Transcribe word for word the lines below from the line with "point(337, 44)" through the line with "point(409, 672)", ends included.

Saved entries:
== == ==
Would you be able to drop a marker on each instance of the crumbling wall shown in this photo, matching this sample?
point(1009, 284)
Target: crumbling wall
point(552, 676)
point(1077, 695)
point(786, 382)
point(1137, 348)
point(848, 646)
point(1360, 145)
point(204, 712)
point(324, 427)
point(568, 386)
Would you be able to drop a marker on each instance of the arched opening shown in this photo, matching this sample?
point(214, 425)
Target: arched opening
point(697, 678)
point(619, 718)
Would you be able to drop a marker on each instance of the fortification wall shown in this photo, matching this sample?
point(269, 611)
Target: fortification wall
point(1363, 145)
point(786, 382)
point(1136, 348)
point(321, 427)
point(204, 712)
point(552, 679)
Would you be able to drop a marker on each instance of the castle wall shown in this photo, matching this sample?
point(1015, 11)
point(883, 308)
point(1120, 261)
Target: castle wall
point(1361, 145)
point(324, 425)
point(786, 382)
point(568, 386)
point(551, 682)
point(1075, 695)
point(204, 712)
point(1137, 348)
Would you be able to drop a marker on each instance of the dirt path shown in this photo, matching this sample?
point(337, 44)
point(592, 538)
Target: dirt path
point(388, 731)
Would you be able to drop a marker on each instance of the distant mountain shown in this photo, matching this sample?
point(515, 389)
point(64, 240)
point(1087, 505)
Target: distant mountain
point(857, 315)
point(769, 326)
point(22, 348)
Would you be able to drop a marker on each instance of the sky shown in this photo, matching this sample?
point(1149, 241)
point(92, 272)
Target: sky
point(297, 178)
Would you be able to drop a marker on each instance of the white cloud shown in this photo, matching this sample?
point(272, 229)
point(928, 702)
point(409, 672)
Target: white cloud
== == ==
### Solution for this problem
point(337, 44)
point(592, 538)
Target: dirt path
point(388, 731)
Would you be able to drop a marker on each instance of the distant mountain shown in this photo, matching this sample?
point(515, 389)
point(64, 240)
point(1087, 505)
Target: distant mountain
point(857, 315)
point(769, 326)
point(22, 348)
Would you be able to drop a marker on each instance of the sky shown in this photo, matching this sample?
point(1149, 241)
point(92, 272)
Target: sky
point(297, 178)
Would you be able to drop a marker on each instance of the white cloud shown in this photo, matching this sample?
point(272, 229)
point(928, 702)
point(409, 672)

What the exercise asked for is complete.